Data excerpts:
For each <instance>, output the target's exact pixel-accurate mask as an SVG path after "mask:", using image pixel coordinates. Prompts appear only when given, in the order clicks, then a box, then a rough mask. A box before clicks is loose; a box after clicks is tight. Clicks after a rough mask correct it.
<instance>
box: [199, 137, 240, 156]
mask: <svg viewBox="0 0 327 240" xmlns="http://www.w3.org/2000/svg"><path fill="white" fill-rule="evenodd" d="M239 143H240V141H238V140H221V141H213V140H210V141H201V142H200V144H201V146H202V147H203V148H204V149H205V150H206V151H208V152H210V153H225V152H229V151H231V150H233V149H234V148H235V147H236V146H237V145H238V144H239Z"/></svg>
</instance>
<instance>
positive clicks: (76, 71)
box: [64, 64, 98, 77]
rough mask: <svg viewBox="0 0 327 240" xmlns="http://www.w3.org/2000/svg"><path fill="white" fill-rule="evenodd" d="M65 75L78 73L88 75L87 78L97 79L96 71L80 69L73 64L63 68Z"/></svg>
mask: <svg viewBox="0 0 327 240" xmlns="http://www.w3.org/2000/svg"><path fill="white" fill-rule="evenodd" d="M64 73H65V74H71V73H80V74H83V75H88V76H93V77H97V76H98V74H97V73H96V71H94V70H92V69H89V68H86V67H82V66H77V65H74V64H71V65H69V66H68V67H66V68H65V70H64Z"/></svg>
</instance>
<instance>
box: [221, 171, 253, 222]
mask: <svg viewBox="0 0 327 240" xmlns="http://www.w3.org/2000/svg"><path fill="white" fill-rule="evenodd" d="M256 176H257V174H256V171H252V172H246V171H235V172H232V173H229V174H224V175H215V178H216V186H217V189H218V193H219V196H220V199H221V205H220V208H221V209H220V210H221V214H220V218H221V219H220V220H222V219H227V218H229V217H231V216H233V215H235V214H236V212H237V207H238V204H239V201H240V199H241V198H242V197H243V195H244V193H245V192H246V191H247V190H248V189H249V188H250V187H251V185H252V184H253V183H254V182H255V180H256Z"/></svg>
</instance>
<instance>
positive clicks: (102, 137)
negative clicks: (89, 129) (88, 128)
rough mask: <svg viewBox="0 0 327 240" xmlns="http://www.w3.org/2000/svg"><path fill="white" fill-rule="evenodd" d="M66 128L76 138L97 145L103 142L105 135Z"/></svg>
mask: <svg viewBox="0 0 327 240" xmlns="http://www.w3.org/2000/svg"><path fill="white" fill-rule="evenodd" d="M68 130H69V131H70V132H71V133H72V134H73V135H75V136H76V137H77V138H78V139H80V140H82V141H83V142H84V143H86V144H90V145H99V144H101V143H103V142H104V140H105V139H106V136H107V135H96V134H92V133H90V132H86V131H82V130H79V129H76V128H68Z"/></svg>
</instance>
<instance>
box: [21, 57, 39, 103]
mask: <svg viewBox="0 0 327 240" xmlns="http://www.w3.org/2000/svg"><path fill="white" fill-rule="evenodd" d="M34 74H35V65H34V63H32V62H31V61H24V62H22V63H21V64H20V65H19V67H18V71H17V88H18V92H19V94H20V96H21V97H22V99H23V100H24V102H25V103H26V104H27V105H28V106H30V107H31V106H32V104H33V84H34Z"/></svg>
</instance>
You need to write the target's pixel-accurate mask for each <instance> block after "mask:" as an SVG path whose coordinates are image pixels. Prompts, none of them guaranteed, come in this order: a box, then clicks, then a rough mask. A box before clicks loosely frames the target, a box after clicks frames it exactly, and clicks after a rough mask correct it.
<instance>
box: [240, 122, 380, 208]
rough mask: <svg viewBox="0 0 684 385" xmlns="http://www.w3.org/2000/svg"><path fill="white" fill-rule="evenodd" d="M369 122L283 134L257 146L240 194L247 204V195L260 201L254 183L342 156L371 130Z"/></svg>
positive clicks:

What you should do
Please give every entry again, precisely as it appears.

Answer to the exercise
For each <instance>, output the target's exact pixel-accurate mask as an SVG path after "mask:", using image pixel coordinates. Prompts appear only when given, in the order clicks, then a box, then a rough mask. A box before clicks is loose; a box after clicks is tight. Clicks after a rough mask correct it.
<instance>
box: [199, 137, 240, 156]
mask: <svg viewBox="0 0 327 240" xmlns="http://www.w3.org/2000/svg"><path fill="white" fill-rule="evenodd" d="M239 143H240V141H238V140H221V141H213V140H210V141H201V142H200V144H201V146H202V147H203V148H204V149H205V150H206V151H208V152H210V153H225V152H229V151H231V150H233V149H234V148H235V147H236V146H237V145H238V144H239Z"/></svg>
</instance>
<instance>
positive clicks: (76, 71)
box: [64, 64, 98, 77]
rough mask: <svg viewBox="0 0 327 240" xmlns="http://www.w3.org/2000/svg"><path fill="white" fill-rule="evenodd" d="M65 75L78 73L88 75L87 78L97 79L96 71L80 69L73 64L63 68Z"/></svg>
mask: <svg viewBox="0 0 327 240" xmlns="http://www.w3.org/2000/svg"><path fill="white" fill-rule="evenodd" d="M64 73H65V74H71V73H80V74H83V75H88V76H93V77H97V76H98V74H97V73H96V71H94V70H92V69H89V68H86V67H82V66H77V65H74V64H71V65H69V66H68V67H66V68H65V70H64Z"/></svg>
</instance>
<instance>
box: [221, 171, 253, 222]
mask: <svg viewBox="0 0 327 240" xmlns="http://www.w3.org/2000/svg"><path fill="white" fill-rule="evenodd" d="M256 176H257V174H256V171H252V172H246V171H235V172H232V173H229V174H224V175H215V178H216V186H217V189H218V193H219V196H220V199H221V205H220V208H221V209H220V210H221V214H220V218H221V219H220V220H222V219H227V218H229V217H231V216H233V215H235V214H236V212H237V207H238V204H239V201H240V199H241V198H242V197H243V195H244V193H245V192H246V191H247V190H248V189H249V188H250V187H251V185H252V184H253V183H254V182H255V180H256Z"/></svg>
</instance>
<instance>
positive clicks: (102, 137)
negative clicks: (89, 129) (88, 128)
rough mask: <svg viewBox="0 0 327 240" xmlns="http://www.w3.org/2000/svg"><path fill="white" fill-rule="evenodd" d="M66 128L76 138L97 145L103 142L105 135Z"/></svg>
mask: <svg viewBox="0 0 327 240" xmlns="http://www.w3.org/2000/svg"><path fill="white" fill-rule="evenodd" d="M68 130H69V131H70V132H71V133H72V134H73V135H75V136H76V137H77V138H78V139H80V140H82V141H83V142H84V143H86V144H90V145H99V144H101V143H103V142H104V140H105V139H106V136H107V135H96V134H92V133H90V132H86V131H82V130H79V129H76V128H68Z"/></svg>
</instance>
<instance>
box: [21, 57, 39, 103]
mask: <svg viewBox="0 0 327 240" xmlns="http://www.w3.org/2000/svg"><path fill="white" fill-rule="evenodd" d="M34 74H35V65H34V63H32V62H31V61H24V62H22V63H21V64H20V65H19V67H18V71H17V88H18V92H19V94H20V96H21V97H22V99H23V100H24V102H25V103H26V104H27V105H28V106H30V107H31V106H32V104H33V84H34Z"/></svg>
</instance>
You need to write the target's pixel-accurate mask for each <instance> block after "mask:" as an SVG path whose coordinates are image pixels. Prompts, none of them guaranteed, come in this order: a box, then clicks, then a rough mask. A box before clicks loosely frames the target, a box after clicks frames it exactly, and clicks after a rough mask correct it.
<instance>
box: [240, 122, 380, 208]
rough mask: <svg viewBox="0 0 684 385" xmlns="http://www.w3.org/2000/svg"><path fill="white" fill-rule="evenodd" d="M369 122L283 134L257 146L240 194L247 204V195L260 201L254 183L342 156L371 130Z"/></svg>
positive clicks:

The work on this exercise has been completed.